## AIM
Show all lines in the rows below that contain the word "every".

## EXERCISE DATA
···
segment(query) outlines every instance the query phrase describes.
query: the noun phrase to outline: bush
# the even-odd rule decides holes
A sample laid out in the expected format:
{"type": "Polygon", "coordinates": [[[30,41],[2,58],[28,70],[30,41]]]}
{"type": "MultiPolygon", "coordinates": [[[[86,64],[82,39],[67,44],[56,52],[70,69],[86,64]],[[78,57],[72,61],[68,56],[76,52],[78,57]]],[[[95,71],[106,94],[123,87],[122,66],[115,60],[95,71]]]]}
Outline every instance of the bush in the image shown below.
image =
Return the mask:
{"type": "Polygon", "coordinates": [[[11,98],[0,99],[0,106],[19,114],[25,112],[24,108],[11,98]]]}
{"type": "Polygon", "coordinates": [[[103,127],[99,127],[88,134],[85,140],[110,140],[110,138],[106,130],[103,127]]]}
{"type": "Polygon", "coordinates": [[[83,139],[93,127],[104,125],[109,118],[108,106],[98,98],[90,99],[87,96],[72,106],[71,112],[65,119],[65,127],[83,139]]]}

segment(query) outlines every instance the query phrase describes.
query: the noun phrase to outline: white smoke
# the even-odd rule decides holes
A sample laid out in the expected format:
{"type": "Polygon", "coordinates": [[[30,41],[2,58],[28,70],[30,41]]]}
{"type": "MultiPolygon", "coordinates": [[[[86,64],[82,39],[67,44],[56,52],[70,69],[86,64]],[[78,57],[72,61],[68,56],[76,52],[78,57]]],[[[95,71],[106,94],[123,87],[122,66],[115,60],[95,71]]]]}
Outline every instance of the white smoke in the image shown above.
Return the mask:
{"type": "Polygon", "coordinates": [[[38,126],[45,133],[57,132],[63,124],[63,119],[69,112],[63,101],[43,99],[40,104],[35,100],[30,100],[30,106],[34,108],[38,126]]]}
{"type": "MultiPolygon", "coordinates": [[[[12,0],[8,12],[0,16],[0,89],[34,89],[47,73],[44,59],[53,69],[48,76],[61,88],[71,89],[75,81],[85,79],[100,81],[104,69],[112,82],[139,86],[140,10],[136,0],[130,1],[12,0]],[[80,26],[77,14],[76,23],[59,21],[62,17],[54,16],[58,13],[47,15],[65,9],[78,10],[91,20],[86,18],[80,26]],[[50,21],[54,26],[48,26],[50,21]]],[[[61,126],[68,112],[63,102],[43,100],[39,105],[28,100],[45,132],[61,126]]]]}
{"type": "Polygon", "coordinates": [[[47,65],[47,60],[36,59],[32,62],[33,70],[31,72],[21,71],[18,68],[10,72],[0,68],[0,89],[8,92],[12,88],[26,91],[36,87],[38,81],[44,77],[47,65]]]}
···
## RESULT OF THIS TASK
segment(query) outlines every instance the query phrase describes.
Outline every instance of the bush in the image shown below.
segment(query) outlines every instance the query phrase describes.
Outline every instance of the white smoke in the image shown above.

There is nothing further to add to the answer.